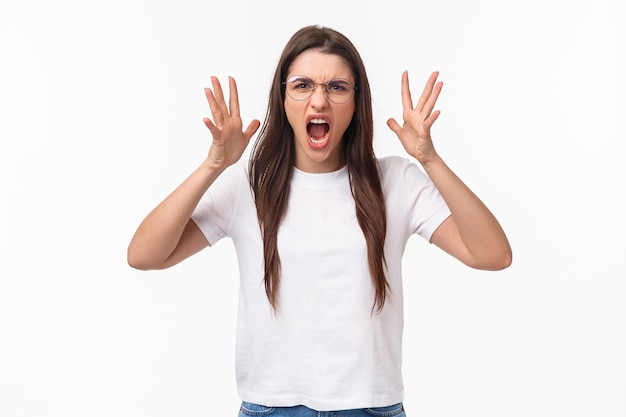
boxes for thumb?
[243,119,261,140]
[387,117,402,135]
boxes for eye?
[326,80,352,93]
[287,77,314,90]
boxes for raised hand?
[387,71,443,163]
[204,77,261,169]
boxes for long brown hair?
[249,26,389,312]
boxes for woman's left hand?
[387,71,443,164]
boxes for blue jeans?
[239,401,406,417]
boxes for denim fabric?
[239,401,406,417]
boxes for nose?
[311,84,328,108]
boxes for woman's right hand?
[204,77,261,171]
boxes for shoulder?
[377,155,426,182]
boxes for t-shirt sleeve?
[382,157,450,241]
[191,162,249,245]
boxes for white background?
[0,0,626,417]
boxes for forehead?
[287,49,354,81]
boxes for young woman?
[128,26,512,417]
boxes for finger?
[422,82,443,115]
[243,119,261,140]
[202,117,220,139]
[228,77,239,117]
[402,71,413,110]
[387,118,402,135]
[415,71,441,112]
[211,77,228,122]
[204,83,224,126]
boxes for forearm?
[422,156,511,269]
[128,165,221,269]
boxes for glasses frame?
[282,75,358,104]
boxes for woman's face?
[285,49,355,173]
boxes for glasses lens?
[286,75,315,100]
[326,79,354,104]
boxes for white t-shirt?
[192,157,450,411]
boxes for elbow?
[479,248,513,271]
[126,246,163,271]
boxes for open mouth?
[306,119,330,146]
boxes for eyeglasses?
[283,75,356,104]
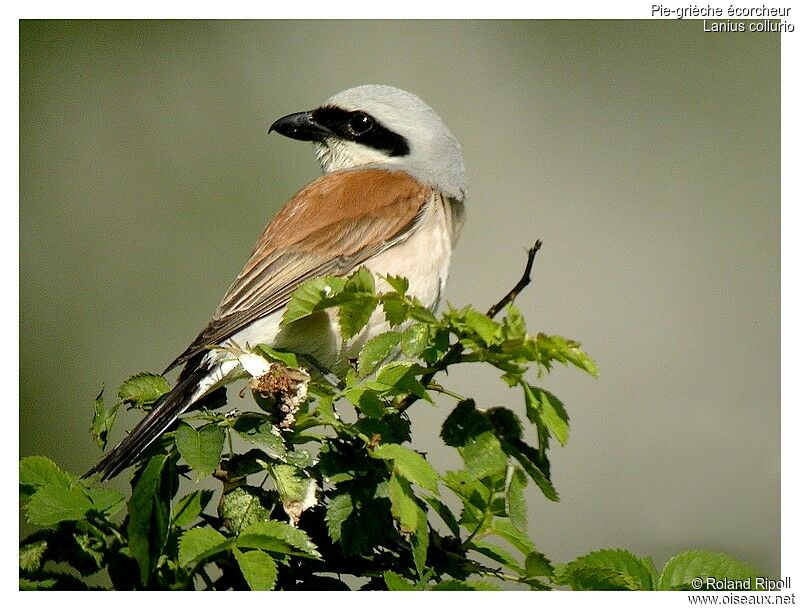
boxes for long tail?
[83,365,209,481]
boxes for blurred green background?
[20,21,780,576]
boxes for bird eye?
[347,112,375,136]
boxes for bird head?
[270,85,466,200]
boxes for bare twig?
[397,239,542,413]
[486,239,542,318]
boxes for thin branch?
[397,239,542,413]
[486,239,542,318]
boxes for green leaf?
[84,485,125,517]
[128,454,172,585]
[281,276,345,327]
[389,472,424,534]
[491,518,536,556]
[345,386,386,419]
[370,443,439,493]
[522,381,569,446]
[325,493,353,542]
[525,551,554,578]
[119,373,170,407]
[464,309,500,345]
[358,331,401,377]
[219,485,275,534]
[558,549,654,591]
[175,422,225,481]
[19,540,47,572]
[336,267,378,341]
[178,525,234,567]
[411,505,429,582]
[255,343,300,369]
[431,580,500,591]
[366,362,432,402]
[270,464,317,524]
[92,390,120,450]
[233,413,286,459]
[383,571,414,591]
[19,455,75,491]
[503,442,558,502]
[458,432,508,479]
[236,521,320,559]
[381,293,411,328]
[658,549,761,591]
[423,495,459,537]
[26,484,94,525]
[469,540,524,574]
[505,464,528,532]
[233,549,278,591]
[172,489,214,528]
[400,322,430,358]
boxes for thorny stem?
[397,239,542,413]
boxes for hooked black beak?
[267,112,333,142]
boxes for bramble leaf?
[119,373,170,407]
[233,549,278,591]
[175,422,225,481]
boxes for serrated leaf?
[559,549,654,591]
[118,373,170,407]
[19,540,47,572]
[255,343,300,369]
[381,293,411,328]
[25,485,93,525]
[388,472,420,534]
[400,323,430,358]
[91,390,120,450]
[365,362,432,402]
[358,331,401,377]
[411,505,429,582]
[84,485,125,517]
[371,443,439,493]
[383,571,414,591]
[270,464,317,525]
[491,518,536,556]
[172,489,214,528]
[236,521,320,559]
[423,495,459,537]
[345,386,386,419]
[128,454,172,585]
[219,485,275,534]
[505,465,528,532]
[658,549,761,591]
[233,549,278,591]
[19,455,75,489]
[175,422,225,481]
[280,276,345,327]
[336,267,378,341]
[503,442,558,502]
[325,493,353,542]
[458,432,508,479]
[430,580,500,591]
[525,551,554,578]
[464,309,500,346]
[233,413,286,459]
[522,381,569,446]
[469,540,524,574]
[178,525,234,567]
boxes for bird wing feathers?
[167,168,432,371]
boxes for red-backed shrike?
[88,85,466,479]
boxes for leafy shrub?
[19,246,755,590]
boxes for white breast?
[200,194,463,387]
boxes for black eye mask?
[311,106,411,157]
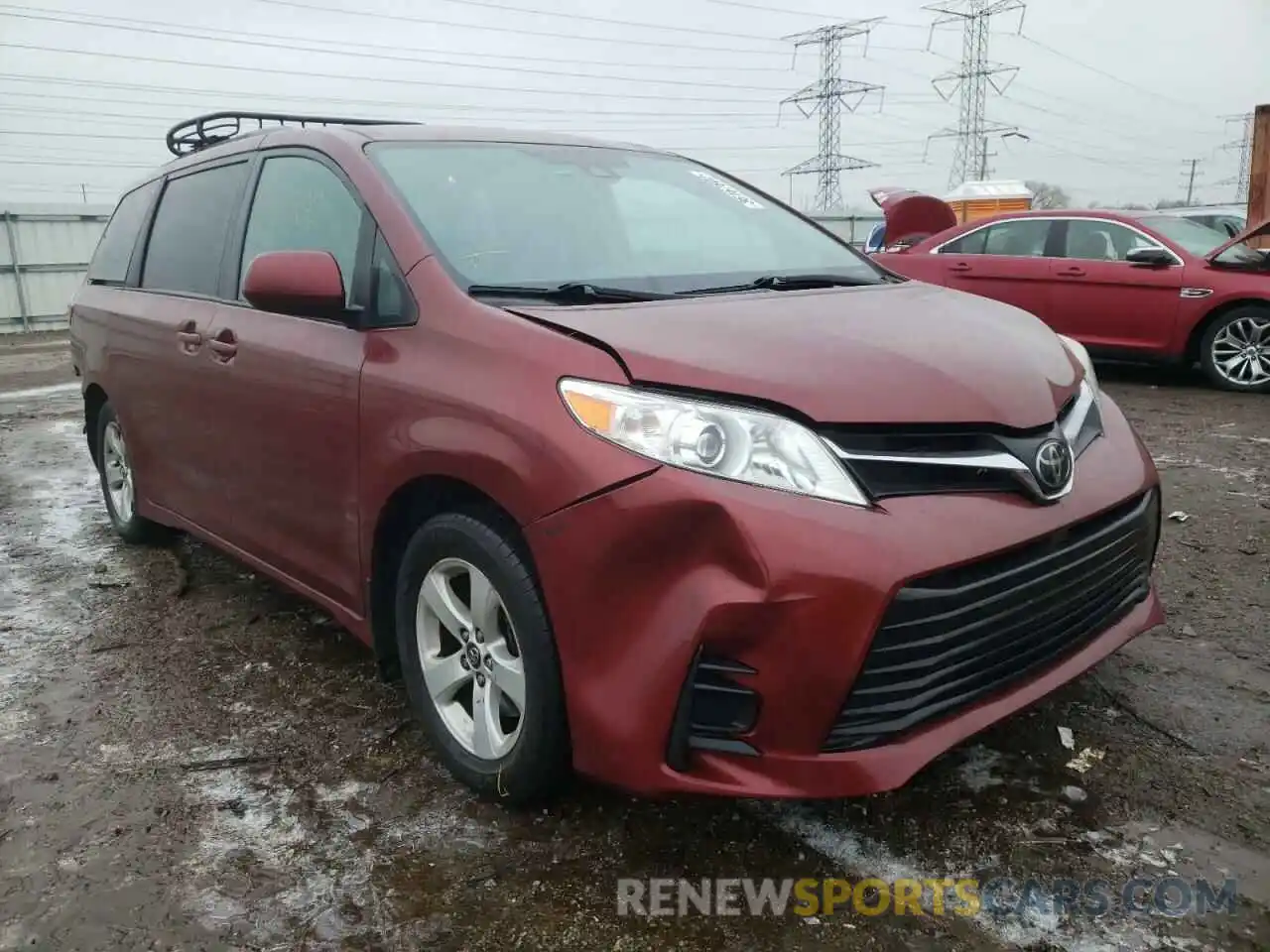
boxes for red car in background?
[874,190,1270,394]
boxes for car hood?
[869,187,957,246]
[508,282,1082,427]
[1204,218,1270,262]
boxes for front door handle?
[177,321,203,354]
[207,329,237,363]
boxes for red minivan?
[71,113,1162,801]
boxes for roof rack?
[168,110,418,156]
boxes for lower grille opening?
[822,491,1160,753]
[667,652,758,772]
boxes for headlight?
[1058,334,1098,400]
[560,378,869,505]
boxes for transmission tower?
[924,0,1028,187]
[1216,113,1256,204]
[1183,159,1204,207]
[781,17,885,212]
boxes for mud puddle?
[0,375,1270,952]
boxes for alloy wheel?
[1212,314,1270,387]
[416,558,525,761]
[101,420,136,523]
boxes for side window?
[87,181,162,285]
[1063,218,1158,262]
[141,162,248,298]
[366,232,416,327]
[983,218,1051,258]
[239,155,362,301]
[940,228,988,255]
[1212,214,1247,237]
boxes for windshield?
[1142,214,1265,264]
[367,142,884,294]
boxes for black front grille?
[821,396,1102,499]
[823,491,1160,753]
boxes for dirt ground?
[0,335,1270,952]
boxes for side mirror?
[242,251,348,321]
[1124,248,1178,268]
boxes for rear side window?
[940,218,1051,258]
[141,162,248,298]
[239,155,362,299]
[87,181,160,285]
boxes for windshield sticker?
[693,169,763,208]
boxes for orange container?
[944,181,1033,222]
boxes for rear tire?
[95,403,173,544]
[396,513,571,805]
[1199,305,1270,394]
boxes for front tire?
[396,513,571,805]
[96,404,172,544]
[1201,305,1270,394]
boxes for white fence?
[0,204,112,334]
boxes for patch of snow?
[754,803,1204,952]
[957,744,1004,793]
[0,381,81,401]
[185,768,500,946]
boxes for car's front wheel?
[96,404,172,544]
[1201,305,1270,394]
[396,513,569,803]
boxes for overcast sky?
[0,0,1270,209]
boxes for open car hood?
[1204,218,1270,262]
[869,187,956,245]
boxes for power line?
[0,10,818,92]
[258,0,781,56]
[1016,29,1206,110]
[782,19,884,212]
[1185,159,1204,205]
[925,0,1028,187]
[0,42,832,105]
[0,4,789,73]
[1216,113,1257,204]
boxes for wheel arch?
[1185,298,1270,364]
[83,384,109,466]
[367,473,541,680]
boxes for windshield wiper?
[679,274,881,296]
[467,281,673,304]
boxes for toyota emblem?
[1033,439,1072,496]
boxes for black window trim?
[128,151,257,302]
[926,213,1185,266]
[221,146,418,331]
[120,146,419,330]
[930,214,1066,262]
[363,227,419,330]
[83,178,163,290]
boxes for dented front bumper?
[527,391,1162,797]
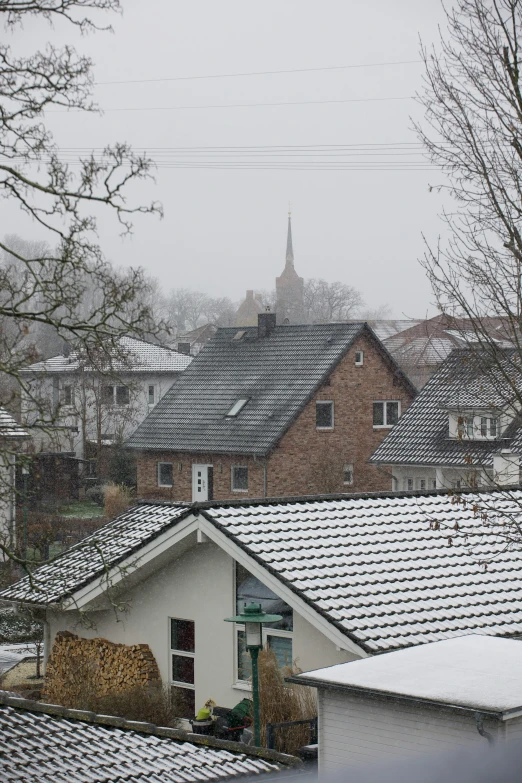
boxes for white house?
[289,635,522,779]
[0,491,522,715]
[21,337,192,459]
[370,348,522,491]
[0,408,30,548]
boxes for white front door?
[192,465,212,503]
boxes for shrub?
[259,648,317,754]
[103,484,134,519]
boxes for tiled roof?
[370,349,522,468]
[0,692,288,783]
[126,323,407,455]
[2,504,186,604]
[5,490,522,653]
[0,408,30,440]
[22,337,192,373]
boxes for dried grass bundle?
[259,648,317,753]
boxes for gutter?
[285,675,502,724]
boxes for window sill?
[232,680,252,693]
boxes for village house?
[125,313,415,501]
[370,348,522,491]
[289,634,522,780]
[0,490,522,717]
[0,408,30,544]
[21,337,192,472]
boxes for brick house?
[126,313,415,501]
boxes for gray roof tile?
[370,349,522,468]
[126,323,371,455]
[0,490,522,652]
[22,337,192,374]
[0,692,288,783]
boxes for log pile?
[42,631,161,707]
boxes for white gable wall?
[48,534,356,707]
[319,688,496,774]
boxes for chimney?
[257,313,276,337]
[493,449,520,486]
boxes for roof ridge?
[0,691,302,767]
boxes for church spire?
[286,210,294,267]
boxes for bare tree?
[304,277,363,323]
[416,0,522,545]
[0,0,165,568]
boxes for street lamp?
[225,602,283,747]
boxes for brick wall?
[137,451,265,501]
[267,337,413,496]
[138,336,412,501]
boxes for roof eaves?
[197,501,374,655]
[285,676,504,720]
[260,321,366,456]
[0,691,302,767]
[4,500,196,608]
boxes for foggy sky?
[6,0,443,317]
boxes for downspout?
[42,612,51,674]
[475,712,495,746]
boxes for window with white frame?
[103,384,130,406]
[315,400,334,430]
[158,462,174,487]
[373,400,401,428]
[235,563,294,682]
[170,618,196,718]
[343,462,353,486]
[232,465,248,492]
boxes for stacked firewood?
[42,631,160,706]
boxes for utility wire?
[94,60,423,85]
[47,95,414,114]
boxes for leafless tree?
[0,0,165,568]
[416,0,522,545]
[304,277,363,323]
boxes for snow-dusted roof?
[0,692,290,783]
[292,634,522,717]
[0,408,30,440]
[5,490,522,653]
[22,337,192,374]
[370,349,522,469]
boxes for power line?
[47,95,414,114]
[94,60,423,85]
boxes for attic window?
[227,397,249,418]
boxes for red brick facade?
[138,336,413,501]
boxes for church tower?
[276,212,305,324]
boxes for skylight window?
[227,397,249,418]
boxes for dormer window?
[227,397,250,419]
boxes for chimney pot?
[257,313,276,337]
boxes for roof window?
[227,397,250,418]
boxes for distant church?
[235,214,305,326]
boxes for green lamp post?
[225,602,283,747]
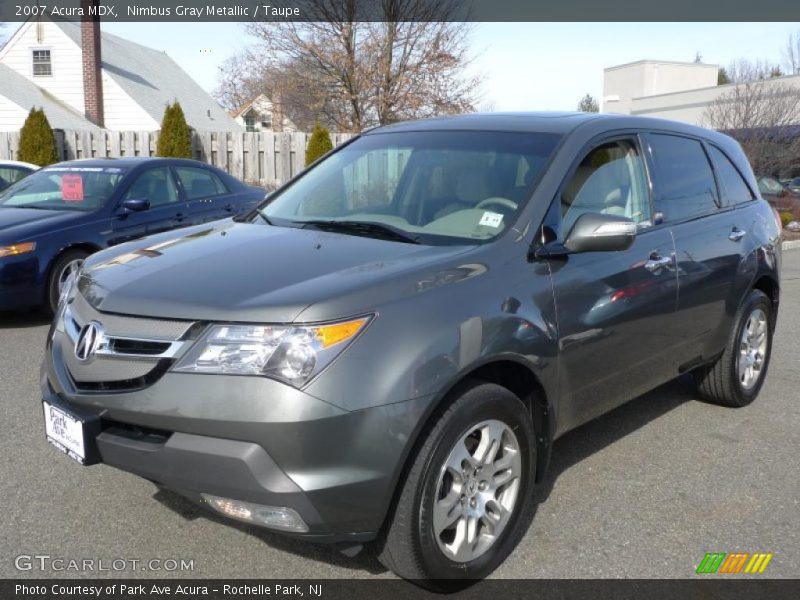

Given problem:
Could you lay out everything from the start of the entries down to the line containing "[204,77,261,171]", that line included, as a numbered list with blank lines dropped and the pictures left out?

The answer:
1. boxes for thumb?
2. [243,119,261,140]
3. [387,117,402,135]
4. boxes for eye?
5. [326,80,352,93]
6. [287,77,314,90]
7. boxes for raised hand?
8. [387,71,443,163]
9. [204,77,261,169]
10. boxes for long brown hair?
11. [249,26,389,312]
12. boxes for woman's left hand?
13. [387,71,443,164]
14. boxes for blue jeans?
15. [239,401,406,417]
16. boxes for denim fabric?
17. [239,401,406,417]
18. boxes for nose?
19. [311,84,328,108]
20. boxes for woman's right hand?
21. [204,77,261,171]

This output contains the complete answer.